**Trecho fornecido:**

++++++++++

Verdade seja dita, há vários outros elementos cativantes já desde o começo, como a construção de uma realidade retro-futurista que soa como o mundo contemporâneo imaginado por alguém que ainda está nos anos 1980 - resumidamente, é possível dizer que a estética de Maniac é uma simbiose inesperada entre Black Mirror e Stranger Things. Visualmente, Maniac é ótima - em um momento, o diretor de fotografia Darren Lew bebe em fontes wesandersonianas através de escolhas simétricas de câmera ou cores delicadas; em outro, entrega um produto que encontra espaço para ser estroboscópico mesmo imerso em melancolia.
É difícil não sentir pena da dupla de protagonistas que já começam a história completamente quebrados. Quando a possibilidade de uma solução para a catatonia deles é introduzida, o espectador torce para que as coisas melhorem de fato para a dupla. Owen e Annie vem de vidas bastante distintas, mas essa espiral de dor acaba os unindo. Entre os pontos em comum, os dois tem a origem de seus traumas conectada de alguma forma com suas famílias. Owen, que nunca se sentiu confortável em sua família tóxica, está sendo empurrado pela mesma para mentir em um tribunal, salvando a pele do irmão que nunca o tratou dignamente. Annie acumula as dores do abandono de uma mãe disfuncional e de uma perda da qual nunca conseguiu se recuperar.

++++++++++

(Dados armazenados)

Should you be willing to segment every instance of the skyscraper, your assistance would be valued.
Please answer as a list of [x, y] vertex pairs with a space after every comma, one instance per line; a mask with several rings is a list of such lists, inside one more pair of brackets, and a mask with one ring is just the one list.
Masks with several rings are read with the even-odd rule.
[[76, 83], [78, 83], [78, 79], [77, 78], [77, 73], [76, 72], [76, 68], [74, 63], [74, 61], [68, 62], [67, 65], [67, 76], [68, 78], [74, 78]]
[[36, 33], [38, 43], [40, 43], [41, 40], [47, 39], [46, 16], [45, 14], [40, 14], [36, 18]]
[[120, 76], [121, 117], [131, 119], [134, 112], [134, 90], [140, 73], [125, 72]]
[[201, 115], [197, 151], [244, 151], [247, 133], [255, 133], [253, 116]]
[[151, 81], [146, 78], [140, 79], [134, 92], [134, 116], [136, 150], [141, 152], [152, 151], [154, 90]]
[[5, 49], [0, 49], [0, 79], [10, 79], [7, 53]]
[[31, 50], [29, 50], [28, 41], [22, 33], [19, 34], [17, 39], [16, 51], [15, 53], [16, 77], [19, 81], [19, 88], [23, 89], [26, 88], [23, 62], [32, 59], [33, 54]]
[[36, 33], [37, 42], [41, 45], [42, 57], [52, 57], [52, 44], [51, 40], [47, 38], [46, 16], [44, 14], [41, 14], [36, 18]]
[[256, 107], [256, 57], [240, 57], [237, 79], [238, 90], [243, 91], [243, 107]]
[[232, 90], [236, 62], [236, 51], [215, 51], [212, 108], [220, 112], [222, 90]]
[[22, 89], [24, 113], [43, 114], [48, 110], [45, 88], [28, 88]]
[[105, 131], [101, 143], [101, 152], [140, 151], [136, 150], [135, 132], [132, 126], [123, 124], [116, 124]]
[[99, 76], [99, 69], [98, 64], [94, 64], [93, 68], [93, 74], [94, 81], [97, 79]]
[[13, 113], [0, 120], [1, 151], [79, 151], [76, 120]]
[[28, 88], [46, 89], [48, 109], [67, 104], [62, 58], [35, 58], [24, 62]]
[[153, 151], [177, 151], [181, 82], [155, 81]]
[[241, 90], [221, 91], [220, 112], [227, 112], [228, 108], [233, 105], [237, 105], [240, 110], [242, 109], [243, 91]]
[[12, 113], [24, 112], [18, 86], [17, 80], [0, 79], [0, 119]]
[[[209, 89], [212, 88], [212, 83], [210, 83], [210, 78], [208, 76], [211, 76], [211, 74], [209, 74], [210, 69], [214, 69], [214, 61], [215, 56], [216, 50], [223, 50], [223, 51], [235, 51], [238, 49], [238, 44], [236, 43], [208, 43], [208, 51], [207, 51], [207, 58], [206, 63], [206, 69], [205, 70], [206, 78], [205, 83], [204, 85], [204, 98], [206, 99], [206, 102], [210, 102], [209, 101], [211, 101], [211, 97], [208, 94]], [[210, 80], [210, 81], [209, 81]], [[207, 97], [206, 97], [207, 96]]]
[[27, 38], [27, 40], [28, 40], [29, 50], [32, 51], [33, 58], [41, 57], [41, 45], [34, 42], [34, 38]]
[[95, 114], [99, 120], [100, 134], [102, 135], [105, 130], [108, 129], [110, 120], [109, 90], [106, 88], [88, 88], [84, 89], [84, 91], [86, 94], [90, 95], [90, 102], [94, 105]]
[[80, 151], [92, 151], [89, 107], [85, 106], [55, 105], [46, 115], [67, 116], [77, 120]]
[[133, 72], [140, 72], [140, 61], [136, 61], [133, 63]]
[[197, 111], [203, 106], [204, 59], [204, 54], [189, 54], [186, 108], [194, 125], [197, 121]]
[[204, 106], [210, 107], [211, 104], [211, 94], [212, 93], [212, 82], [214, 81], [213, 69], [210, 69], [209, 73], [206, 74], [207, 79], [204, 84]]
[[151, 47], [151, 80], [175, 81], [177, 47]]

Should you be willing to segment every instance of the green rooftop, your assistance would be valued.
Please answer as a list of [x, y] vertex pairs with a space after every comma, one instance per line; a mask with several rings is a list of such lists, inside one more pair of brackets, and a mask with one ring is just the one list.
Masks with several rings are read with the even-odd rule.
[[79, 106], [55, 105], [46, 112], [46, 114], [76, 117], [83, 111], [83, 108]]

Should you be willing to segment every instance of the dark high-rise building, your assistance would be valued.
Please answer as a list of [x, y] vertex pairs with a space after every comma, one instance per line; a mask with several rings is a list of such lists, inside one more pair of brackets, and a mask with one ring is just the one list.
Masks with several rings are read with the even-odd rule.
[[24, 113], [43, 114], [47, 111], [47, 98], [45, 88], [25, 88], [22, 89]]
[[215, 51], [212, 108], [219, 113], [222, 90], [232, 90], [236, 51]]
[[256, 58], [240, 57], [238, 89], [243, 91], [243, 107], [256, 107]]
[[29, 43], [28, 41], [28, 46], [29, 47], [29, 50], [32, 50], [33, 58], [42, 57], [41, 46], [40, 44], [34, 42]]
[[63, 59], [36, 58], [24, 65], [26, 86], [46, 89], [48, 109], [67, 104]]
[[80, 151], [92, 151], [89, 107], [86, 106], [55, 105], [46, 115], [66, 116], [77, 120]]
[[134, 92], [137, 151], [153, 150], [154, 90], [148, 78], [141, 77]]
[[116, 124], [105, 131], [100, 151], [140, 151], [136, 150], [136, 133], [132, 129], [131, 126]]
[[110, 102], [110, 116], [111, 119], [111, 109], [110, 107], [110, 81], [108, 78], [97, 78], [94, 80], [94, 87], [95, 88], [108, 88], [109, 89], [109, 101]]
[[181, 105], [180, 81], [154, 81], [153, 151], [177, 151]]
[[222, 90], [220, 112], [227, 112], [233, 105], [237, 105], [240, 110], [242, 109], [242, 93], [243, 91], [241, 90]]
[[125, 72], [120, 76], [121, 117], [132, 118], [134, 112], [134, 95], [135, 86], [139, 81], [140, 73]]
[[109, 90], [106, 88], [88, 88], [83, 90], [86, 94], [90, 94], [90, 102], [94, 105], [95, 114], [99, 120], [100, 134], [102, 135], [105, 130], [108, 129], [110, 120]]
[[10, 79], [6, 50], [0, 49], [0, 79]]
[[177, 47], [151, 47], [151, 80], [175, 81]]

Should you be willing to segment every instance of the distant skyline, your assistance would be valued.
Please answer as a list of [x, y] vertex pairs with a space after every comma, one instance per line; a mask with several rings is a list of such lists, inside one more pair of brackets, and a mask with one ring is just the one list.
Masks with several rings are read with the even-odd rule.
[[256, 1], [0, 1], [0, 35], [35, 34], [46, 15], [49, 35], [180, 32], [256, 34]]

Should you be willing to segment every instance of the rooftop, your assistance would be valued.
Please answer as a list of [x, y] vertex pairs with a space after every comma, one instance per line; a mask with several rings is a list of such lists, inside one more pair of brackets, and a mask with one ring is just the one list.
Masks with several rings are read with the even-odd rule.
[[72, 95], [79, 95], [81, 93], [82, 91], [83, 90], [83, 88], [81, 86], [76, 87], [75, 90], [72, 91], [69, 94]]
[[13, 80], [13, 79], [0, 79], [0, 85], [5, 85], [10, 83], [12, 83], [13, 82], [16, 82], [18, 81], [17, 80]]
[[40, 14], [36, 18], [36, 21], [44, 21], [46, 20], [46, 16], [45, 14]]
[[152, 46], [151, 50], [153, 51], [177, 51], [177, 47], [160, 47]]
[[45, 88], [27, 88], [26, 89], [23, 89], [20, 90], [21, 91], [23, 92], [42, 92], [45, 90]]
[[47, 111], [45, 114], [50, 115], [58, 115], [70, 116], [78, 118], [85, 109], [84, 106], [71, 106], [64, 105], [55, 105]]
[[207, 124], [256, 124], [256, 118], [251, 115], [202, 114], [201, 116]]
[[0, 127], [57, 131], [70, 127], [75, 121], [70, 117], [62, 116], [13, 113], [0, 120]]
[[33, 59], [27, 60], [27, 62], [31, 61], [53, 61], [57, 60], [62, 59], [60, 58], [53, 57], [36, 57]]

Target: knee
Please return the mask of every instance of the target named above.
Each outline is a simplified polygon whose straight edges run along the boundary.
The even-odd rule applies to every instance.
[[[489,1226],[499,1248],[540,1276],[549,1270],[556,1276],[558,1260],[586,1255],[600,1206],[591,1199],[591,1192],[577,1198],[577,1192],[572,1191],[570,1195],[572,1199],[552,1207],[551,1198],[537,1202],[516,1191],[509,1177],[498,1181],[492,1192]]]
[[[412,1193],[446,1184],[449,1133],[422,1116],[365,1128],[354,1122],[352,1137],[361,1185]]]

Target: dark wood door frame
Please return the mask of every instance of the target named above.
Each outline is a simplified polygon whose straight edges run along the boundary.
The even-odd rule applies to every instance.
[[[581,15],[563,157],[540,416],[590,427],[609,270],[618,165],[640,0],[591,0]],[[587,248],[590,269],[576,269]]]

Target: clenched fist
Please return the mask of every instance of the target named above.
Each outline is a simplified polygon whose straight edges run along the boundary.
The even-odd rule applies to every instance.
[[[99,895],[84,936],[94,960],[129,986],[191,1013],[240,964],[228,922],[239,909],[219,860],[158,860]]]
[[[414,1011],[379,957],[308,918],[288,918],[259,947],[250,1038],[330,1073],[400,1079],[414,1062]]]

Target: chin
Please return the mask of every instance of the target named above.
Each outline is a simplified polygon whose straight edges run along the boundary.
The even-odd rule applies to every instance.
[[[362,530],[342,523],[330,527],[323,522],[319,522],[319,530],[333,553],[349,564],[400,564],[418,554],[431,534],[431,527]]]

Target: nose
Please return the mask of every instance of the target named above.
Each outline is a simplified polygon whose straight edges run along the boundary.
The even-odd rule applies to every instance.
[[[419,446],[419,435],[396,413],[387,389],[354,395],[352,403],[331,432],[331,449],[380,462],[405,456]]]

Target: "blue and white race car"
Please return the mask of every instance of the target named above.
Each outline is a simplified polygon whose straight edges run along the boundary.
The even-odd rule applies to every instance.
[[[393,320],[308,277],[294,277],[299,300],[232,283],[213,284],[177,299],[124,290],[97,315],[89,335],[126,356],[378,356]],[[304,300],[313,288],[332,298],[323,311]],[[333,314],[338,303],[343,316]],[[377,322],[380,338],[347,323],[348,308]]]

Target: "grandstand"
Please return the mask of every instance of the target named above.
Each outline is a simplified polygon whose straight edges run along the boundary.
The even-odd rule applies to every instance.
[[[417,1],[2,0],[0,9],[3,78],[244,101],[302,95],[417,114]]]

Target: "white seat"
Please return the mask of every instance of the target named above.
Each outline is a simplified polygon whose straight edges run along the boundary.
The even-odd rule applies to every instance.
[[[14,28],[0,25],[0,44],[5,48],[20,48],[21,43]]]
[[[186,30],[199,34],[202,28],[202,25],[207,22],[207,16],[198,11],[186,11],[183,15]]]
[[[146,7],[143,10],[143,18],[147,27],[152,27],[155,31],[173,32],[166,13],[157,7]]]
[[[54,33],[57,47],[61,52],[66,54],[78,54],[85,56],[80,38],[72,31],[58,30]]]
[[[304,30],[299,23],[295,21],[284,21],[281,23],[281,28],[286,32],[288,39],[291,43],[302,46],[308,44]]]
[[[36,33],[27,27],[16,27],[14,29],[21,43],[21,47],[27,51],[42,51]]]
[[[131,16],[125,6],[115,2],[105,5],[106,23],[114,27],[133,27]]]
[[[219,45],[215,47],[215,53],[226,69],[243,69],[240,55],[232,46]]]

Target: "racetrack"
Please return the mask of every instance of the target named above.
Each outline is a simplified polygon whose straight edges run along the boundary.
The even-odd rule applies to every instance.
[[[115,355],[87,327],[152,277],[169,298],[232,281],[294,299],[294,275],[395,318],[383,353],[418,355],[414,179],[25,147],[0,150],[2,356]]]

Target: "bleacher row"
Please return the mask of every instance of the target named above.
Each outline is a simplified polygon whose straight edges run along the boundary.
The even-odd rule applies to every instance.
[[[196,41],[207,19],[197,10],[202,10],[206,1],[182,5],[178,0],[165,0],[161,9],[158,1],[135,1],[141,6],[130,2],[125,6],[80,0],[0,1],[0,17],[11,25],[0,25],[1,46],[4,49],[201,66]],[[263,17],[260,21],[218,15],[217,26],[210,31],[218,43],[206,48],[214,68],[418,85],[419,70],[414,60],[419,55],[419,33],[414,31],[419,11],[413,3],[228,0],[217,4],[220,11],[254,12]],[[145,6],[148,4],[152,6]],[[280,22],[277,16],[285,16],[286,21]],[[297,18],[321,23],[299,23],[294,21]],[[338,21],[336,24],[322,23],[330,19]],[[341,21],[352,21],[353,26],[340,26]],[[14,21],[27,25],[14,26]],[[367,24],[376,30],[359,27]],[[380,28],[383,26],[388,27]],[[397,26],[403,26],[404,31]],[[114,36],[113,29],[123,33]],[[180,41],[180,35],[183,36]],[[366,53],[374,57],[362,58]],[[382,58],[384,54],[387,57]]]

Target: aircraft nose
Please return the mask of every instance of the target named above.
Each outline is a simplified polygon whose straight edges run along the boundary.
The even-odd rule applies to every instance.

++++++++++

**Exercícios:**
(a) Redigite a parte da resenha sobre Maniac que começa em "É difícil não" e segue até "conseguiu se recuperar.".
(b) De acordo com a resenha sobre Maniac, as afirmações abaixo estão corretas? Responda sim ou não para cada uma e cite as palavras exatas da resenha que decidem a resposta.
(i) O diretor de fotografia de Maniac é Darren Lew.
(ii) Owen e Annie vêm de vidas parecidas.
(iii) A família de Owen o pressiona a mentir em um tribunal.
(c) Prossiga com a resenha sobre Maniac a partir da última frase apresentada.

**Respostas por tarefa:**
(a)
É difícil não sentir pena da dupla de protagonistas que já começam a história completamente quebrados. Quando a possibilidade de uma solução para a catatonia deles é introduzida, o espectador torce para que as coisas melhorem de fato para a dupla. Owen e Annie vem de vidas bastante distintas, mas essa espiral de dor acaba os unindo. Entre os pontos em comum, os dois tem a origem de seus traumas conectada de alguma forma com suas famílias. Owen, que nunca se sentiu confortável em sua família tóxica, está sendo empurrado pela mesma para mentir em um tribunal, salvando a pele do irmão que nunca o tratou dignamente. Annie acumula as dores do abandono de uma mãe disfuncional e de uma perda da qual nunca conseguiu se recuperar.

(b)
(i) Sim: "o diretor de fotografia Darren Lew"
(ii) Não: "Owen e Annie vem de vidas bastante distintas"
(iii) Sim: "está sendo empurrado pela mesma para mentir em um tribunal"

(c)
Em um elenco muito afinado, há um ponto fora da curva: Justin Theroux perde a mão na hora de criar seu dr. James Mantleray, uma versão espalhafatosa de O Médico e o Monstro. Ainda que pinceladas caricaturais não sejam exclusivas da construção do personagem dele - todo o núcleo da Neberdine Pharmaceutical & Biotech na verdade padece da mesma fórmula -, ele é o único que permite que isso faça sua atuação parecer uma paródia dela mesma. James é exagerado além da média e muitas vezes fica difícil não enxergar o ator atrás de um personagem frágil em suas bases. Sally Field e Sonoya Mizuno carregam suas personagens pitorescas sem a mesma dificuldade de Theroux na hora de fazê-las soarem sinceras em suas motivações, mesmo dentro de suas peculiaridades.
Ao longo de dez episódios,mesmo que não perca o ar sorumbático em momento algum, a série diverte ao colocar seus personagens passeando pelas alucinações gradativamente mais cinematográficas de Owen e Annie - os dois vão desde uma realidade fantasiosa com elfos e bruxas até uma trama noir de espiões se degladiando por um artefato raro, passando ainda por uma versão gangster de Hill no meio de um universo de violência gráfica. Há outros méritos, como bons coadjuvantes que vão desde Billy Magnussen (Unbreakable Kimmy Schmidt) brilhando como o irmão constrangedor de Owen e, paralelamente, como uma alucinação do protagonista, até Julia Garner (Ozark) que passa doçura na hora de apresentar ao público a irmã de Annie.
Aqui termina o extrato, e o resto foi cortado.